READING PASSAGE.
You don’t get a voice in the way you think. Schools are supposed to foster working relationships with parents but not listen to every single voiced criticism. Mostly schools forge relationships by having parents evenings, having parents make appointments to see staff, sending home newsletters, having a PTA, organising parental forums, having open days, giving parents info on the curriculum, having curriculum evenings, inviting parents in to see plays, music and assemblies and other things I’ve no doubt forgotten. Parents don’t have the right to carp and criticise via social media and ignore the schools complaints procedures or parental contact measures.

It’s a sad state of affairs when parents are so belligerent about their rights. There are rights for teaching staff too. There are responsibilities for both. Working together is always the sensible way forward.

You cannot be asked to remove your child. Children can only be excluded for serious misdemeanours by the child. You really do need to do a bit more reading about how schools and parents should work together, tone down your “rights” and definitely read up on exclusions. I rather suspect you have a defensive head due to parents who use SM and are somewhat aggressive. You are not a customer in the traditional sense. You are not buying a product. So try and be a bit less demanding.

TASKS FOR THIS EXERCISE.
a) In the parents-and-schools post, what is the only reason a child can be excluded?
b) Write the next few sentences of the parents-and-schools post, picking up right after its final sentence.
The rows play no part in this work.

RECORD EXCERPTS.
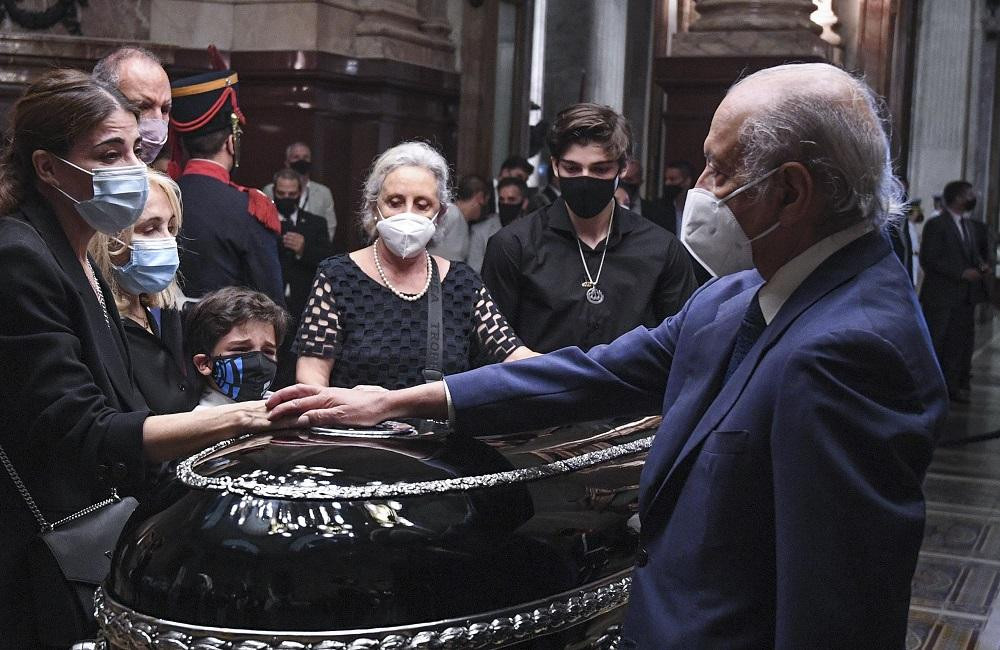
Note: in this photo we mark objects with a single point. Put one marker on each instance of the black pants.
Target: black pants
(953, 332)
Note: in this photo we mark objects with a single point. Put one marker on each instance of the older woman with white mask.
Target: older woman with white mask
(141, 265)
(370, 313)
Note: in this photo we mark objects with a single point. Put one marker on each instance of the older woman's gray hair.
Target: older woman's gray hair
(843, 143)
(407, 154)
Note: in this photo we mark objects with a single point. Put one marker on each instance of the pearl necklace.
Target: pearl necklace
(409, 297)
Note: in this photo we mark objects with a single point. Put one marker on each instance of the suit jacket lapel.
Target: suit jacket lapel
(110, 342)
(837, 269)
(958, 236)
(702, 386)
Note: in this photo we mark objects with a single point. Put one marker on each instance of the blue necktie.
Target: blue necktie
(750, 330)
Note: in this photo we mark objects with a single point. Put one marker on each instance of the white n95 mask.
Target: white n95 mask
(710, 231)
(405, 234)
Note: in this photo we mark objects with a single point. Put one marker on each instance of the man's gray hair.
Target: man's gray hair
(842, 142)
(407, 154)
(108, 69)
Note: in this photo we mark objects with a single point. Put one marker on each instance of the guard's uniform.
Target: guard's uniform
(230, 234)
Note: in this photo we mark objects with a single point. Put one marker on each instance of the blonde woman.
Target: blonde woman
(140, 264)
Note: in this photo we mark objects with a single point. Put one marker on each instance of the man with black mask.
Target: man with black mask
(582, 270)
(316, 197)
(955, 257)
(512, 193)
(678, 178)
(304, 244)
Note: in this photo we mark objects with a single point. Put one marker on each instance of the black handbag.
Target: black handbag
(67, 560)
(433, 371)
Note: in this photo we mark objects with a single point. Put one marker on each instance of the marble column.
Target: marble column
(942, 97)
(752, 28)
(606, 70)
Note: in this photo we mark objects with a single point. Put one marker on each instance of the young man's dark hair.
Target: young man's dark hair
(469, 186)
(591, 123)
(107, 69)
(518, 162)
(953, 189)
(220, 311)
(513, 181)
(686, 168)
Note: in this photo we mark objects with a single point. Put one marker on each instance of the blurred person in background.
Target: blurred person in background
(316, 198)
(513, 193)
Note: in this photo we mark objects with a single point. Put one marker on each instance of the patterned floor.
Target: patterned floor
(955, 604)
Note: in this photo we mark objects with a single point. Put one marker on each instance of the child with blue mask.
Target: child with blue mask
(233, 335)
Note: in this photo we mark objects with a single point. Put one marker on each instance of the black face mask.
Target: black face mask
(671, 192)
(586, 196)
(301, 166)
(244, 377)
(287, 206)
(508, 212)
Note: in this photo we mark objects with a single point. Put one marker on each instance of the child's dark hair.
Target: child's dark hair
(218, 312)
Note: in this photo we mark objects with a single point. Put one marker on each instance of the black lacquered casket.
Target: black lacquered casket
(403, 538)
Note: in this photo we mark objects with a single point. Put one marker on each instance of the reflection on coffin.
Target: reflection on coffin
(406, 539)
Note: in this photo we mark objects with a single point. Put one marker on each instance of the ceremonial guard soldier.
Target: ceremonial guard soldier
(230, 235)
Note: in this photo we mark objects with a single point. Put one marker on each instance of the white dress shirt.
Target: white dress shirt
(787, 279)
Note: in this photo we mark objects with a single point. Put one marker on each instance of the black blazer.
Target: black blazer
(70, 416)
(944, 256)
(164, 373)
(300, 272)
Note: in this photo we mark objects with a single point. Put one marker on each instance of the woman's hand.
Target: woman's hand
(165, 437)
(522, 352)
(317, 406)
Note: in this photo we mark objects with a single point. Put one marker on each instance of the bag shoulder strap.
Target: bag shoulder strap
(435, 337)
(23, 491)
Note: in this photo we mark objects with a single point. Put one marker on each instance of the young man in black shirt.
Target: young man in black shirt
(582, 271)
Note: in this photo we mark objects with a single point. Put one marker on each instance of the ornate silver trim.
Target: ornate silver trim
(125, 628)
(262, 484)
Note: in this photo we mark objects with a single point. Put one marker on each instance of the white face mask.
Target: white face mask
(119, 197)
(405, 234)
(711, 233)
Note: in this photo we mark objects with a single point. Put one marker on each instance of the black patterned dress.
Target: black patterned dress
(377, 338)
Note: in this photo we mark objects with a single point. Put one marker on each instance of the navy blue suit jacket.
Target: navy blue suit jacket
(783, 509)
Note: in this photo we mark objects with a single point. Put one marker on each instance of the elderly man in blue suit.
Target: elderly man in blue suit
(781, 502)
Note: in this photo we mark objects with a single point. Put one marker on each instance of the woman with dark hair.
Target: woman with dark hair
(72, 423)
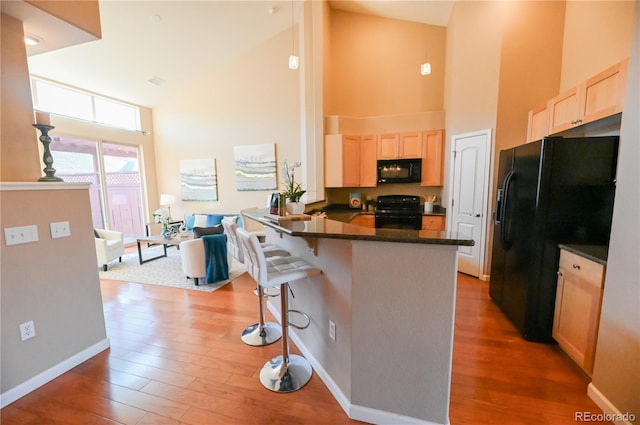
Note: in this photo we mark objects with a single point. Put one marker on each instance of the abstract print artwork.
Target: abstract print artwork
(256, 167)
(198, 180)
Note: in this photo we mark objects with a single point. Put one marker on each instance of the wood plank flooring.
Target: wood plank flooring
(176, 358)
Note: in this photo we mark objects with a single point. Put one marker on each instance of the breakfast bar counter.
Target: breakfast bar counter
(391, 295)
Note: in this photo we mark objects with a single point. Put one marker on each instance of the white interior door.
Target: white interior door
(469, 196)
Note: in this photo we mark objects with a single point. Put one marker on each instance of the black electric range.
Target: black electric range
(398, 212)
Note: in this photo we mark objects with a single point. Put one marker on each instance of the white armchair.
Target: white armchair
(192, 256)
(109, 246)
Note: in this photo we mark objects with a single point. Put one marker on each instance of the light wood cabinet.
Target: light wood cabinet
(368, 161)
(577, 309)
(400, 146)
(411, 145)
(350, 161)
(364, 220)
(388, 146)
(600, 96)
(432, 158)
(538, 126)
(433, 222)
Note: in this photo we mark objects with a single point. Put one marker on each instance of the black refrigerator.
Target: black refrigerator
(552, 191)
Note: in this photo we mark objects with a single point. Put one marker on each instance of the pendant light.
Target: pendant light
(294, 60)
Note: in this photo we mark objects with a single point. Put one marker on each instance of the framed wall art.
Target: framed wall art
(198, 180)
(255, 167)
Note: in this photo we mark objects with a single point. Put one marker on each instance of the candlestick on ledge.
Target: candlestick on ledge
(46, 157)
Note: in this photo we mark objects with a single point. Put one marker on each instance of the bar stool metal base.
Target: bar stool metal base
(281, 377)
(259, 336)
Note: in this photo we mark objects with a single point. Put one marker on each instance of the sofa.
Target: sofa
(192, 252)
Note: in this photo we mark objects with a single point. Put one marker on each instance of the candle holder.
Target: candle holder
(46, 157)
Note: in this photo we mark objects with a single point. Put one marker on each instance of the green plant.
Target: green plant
(292, 191)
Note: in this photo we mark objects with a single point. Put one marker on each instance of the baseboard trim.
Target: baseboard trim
(607, 407)
(353, 411)
(50, 374)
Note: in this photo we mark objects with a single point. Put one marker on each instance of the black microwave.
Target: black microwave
(400, 170)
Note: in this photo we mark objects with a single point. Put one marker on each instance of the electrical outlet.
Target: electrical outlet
(27, 330)
(60, 229)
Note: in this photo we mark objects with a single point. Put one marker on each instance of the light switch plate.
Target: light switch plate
(22, 234)
(60, 229)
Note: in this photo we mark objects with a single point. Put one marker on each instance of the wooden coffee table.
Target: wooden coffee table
(160, 240)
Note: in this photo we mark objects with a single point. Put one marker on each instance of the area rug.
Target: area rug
(163, 271)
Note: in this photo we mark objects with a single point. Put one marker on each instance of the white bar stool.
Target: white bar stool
(261, 333)
(286, 372)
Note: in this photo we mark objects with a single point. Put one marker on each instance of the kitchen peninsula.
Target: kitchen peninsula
(391, 294)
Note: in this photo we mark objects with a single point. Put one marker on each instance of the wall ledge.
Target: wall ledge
(50, 374)
(8, 186)
(603, 402)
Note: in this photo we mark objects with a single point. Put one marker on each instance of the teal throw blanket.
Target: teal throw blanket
(215, 258)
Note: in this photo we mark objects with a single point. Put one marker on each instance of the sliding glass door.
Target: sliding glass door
(114, 173)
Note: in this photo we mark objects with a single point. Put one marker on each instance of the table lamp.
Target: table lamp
(167, 200)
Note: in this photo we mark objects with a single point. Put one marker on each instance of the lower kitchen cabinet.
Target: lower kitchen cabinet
(433, 222)
(577, 309)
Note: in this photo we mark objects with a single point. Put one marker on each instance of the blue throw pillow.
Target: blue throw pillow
(214, 219)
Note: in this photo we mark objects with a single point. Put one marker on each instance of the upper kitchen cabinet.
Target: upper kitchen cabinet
(538, 126)
(432, 158)
(403, 145)
(600, 96)
(388, 146)
(350, 161)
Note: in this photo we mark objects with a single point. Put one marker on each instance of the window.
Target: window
(62, 100)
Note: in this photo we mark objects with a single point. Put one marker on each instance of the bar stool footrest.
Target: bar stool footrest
(268, 292)
(281, 377)
(257, 337)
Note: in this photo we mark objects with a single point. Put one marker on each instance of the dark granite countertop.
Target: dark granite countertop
(597, 253)
(332, 229)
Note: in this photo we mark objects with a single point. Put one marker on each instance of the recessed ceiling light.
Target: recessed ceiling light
(156, 80)
(31, 39)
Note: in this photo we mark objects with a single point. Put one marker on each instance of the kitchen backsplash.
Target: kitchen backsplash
(341, 195)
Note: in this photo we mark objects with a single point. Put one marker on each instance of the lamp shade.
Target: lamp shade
(166, 199)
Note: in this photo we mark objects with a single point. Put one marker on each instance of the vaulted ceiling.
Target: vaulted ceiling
(150, 49)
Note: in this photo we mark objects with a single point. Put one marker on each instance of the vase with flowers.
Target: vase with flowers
(162, 216)
(292, 191)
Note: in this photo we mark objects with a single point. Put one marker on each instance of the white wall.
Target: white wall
(616, 375)
(253, 100)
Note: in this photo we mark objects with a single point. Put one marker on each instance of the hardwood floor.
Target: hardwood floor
(176, 358)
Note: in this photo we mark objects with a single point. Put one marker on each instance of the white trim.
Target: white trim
(7, 186)
(50, 374)
(353, 411)
(488, 184)
(604, 403)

ANSWERS GIVEN.
a) Only for serious misdemeanors committed by the child.

b)
They cannot make you sign anything. Don’t do it if it upsets you. If you have concerns, speak to the Head directly.

lockedinlockedon Sat 07-Nov-20 15:17:28

I'm not demanding anything. The school is demanding I sign a non-disclosure which I believe is an infringement of my human right to freedom of speech.

To quote Universities UK:

“NDAs shouldn’t be used to stop open conversations about harassment or other legitimate complaints."

Unfortunately the school does not create an environment whereby open conversations can happen and as a consequence they've had to ask for an NDA. Perhaps they need to educate themselves on the parent / school relationship.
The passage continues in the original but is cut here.